(A block of data)
* * *

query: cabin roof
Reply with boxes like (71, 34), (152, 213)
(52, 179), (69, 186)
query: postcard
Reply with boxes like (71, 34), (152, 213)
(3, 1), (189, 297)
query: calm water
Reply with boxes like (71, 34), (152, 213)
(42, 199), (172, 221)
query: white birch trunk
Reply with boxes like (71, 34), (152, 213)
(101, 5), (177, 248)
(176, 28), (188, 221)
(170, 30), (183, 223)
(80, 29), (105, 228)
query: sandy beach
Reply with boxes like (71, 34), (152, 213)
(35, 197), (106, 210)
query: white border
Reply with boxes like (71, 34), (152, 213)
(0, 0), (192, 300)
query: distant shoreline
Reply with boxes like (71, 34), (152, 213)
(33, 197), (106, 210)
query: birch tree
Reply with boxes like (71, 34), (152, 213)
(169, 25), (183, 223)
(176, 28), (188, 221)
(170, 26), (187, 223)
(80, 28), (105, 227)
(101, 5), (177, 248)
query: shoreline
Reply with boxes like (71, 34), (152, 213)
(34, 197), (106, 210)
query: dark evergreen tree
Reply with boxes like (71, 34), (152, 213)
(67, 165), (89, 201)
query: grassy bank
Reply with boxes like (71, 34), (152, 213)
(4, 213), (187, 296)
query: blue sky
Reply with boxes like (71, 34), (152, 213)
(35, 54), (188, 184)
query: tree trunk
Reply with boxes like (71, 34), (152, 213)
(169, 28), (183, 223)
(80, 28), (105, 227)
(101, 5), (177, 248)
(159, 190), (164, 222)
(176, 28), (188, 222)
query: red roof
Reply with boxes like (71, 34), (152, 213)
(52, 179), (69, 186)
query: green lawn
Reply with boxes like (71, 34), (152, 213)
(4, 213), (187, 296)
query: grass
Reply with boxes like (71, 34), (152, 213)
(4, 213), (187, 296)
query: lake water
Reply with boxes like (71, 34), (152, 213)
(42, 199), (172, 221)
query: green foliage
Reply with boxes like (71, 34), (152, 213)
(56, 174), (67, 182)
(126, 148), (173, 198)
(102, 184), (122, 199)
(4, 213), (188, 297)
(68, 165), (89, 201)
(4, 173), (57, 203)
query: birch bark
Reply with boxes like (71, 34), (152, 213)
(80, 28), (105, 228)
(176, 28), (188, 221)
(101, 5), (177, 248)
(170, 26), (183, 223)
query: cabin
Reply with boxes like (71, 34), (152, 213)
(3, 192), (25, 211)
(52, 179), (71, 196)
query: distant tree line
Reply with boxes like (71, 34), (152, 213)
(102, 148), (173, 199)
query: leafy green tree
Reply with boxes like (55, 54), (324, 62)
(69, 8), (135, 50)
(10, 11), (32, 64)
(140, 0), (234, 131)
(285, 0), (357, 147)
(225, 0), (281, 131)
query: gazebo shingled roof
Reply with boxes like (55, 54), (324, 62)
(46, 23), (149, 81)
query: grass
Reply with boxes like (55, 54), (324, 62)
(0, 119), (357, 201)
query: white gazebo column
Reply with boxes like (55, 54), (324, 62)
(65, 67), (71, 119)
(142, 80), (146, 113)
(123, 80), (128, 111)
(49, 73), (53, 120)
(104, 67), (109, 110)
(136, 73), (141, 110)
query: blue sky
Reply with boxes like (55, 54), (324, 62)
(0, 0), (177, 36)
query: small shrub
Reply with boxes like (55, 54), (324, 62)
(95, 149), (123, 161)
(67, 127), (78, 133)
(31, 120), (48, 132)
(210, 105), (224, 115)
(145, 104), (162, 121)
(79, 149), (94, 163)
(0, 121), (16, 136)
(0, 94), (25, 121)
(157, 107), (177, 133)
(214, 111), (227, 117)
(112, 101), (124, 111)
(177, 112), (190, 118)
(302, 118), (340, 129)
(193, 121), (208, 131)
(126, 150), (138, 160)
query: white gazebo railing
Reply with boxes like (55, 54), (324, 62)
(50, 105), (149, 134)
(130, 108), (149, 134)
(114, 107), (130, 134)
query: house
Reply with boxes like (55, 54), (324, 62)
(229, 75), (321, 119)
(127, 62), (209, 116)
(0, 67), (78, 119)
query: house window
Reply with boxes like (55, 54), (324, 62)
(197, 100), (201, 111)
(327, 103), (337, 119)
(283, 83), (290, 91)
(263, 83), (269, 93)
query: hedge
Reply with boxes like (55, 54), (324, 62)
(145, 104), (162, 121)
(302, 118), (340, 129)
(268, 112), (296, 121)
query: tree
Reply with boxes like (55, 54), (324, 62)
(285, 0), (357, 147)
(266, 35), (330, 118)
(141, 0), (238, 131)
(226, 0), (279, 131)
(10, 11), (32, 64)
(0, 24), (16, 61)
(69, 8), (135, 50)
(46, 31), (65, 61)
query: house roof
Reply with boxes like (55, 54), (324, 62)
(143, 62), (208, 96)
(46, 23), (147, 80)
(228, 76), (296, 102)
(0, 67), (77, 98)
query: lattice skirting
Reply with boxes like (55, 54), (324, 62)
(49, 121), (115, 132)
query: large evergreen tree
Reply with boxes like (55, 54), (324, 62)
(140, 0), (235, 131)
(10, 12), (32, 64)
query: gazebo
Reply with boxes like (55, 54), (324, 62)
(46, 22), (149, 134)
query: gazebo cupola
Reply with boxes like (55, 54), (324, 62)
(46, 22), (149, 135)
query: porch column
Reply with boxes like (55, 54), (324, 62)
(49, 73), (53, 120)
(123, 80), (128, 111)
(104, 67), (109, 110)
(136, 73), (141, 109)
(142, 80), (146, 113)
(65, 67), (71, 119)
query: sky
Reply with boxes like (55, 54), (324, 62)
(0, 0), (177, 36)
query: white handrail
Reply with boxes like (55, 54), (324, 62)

* * *

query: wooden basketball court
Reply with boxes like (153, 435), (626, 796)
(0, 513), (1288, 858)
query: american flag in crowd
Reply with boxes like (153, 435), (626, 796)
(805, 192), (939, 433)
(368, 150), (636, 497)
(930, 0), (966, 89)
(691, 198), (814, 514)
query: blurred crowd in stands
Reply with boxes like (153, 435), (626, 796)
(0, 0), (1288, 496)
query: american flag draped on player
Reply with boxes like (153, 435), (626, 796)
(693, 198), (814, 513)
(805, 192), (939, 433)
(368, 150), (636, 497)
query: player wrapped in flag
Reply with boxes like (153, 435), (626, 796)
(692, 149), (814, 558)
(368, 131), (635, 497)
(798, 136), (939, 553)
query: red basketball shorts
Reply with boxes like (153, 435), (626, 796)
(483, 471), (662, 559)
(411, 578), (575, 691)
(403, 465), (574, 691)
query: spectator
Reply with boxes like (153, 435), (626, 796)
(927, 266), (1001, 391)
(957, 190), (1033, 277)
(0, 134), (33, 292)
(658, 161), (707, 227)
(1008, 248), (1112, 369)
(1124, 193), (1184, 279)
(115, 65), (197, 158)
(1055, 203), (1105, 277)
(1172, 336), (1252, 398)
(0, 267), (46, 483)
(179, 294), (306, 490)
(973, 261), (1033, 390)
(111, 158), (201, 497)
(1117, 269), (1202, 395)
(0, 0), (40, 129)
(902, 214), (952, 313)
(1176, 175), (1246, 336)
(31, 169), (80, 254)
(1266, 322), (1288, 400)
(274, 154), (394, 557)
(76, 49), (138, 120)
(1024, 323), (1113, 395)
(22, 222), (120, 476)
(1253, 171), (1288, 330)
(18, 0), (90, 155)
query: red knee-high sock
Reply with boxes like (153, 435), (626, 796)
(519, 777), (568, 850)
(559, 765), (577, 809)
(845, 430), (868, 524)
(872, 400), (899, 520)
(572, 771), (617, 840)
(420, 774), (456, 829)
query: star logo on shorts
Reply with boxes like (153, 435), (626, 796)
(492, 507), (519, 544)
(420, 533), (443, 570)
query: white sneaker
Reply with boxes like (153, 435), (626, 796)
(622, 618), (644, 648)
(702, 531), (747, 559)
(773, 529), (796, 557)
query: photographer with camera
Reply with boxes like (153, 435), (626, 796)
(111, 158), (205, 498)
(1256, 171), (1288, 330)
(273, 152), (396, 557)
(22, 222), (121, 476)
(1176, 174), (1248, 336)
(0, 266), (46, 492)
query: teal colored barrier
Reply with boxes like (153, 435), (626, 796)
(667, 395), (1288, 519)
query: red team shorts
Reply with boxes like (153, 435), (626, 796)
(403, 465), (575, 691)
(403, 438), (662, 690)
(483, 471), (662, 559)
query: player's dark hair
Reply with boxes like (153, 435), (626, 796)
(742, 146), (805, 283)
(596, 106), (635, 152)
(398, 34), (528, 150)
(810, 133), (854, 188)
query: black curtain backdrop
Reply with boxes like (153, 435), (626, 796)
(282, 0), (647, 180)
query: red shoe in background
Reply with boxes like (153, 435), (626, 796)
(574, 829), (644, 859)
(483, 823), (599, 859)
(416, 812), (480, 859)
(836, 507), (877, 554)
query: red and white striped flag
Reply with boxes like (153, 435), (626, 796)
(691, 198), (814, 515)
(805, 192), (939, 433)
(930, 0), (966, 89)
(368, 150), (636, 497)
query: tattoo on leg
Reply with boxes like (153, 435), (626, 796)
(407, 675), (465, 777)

* * *

• _Objective_
Repeat the lines of the entries from the line with "query: player's dark hair" up to and including the line with "(407, 675), (465, 777)", changing nothing.

• _Task answer_
query: player's dark hair
Reply with boxes like (153, 435), (626, 796)
(742, 146), (805, 283)
(596, 106), (635, 152)
(398, 34), (528, 150)
(810, 133), (854, 188)
query: black curtain backdrop
Reply with boxes like (153, 435), (626, 796)
(282, 0), (647, 180)
query: red shoe in background
Reply with boxes like (153, 435), (626, 796)
(574, 829), (644, 859)
(483, 823), (599, 859)
(416, 812), (480, 859)
(836, 507), (877, 554)
query: red and white striped flag
Reply with boxes like (153, 435), (626, 796)
(691, 198), (814, 515)
(805, 192), (939, 433)
(930, 0), (966, 89)
(368, 150), (636, 497)
query: tattoo on leg
Reply with boxes like (153, 435), (626, 796)
(407, 675), (465, 777)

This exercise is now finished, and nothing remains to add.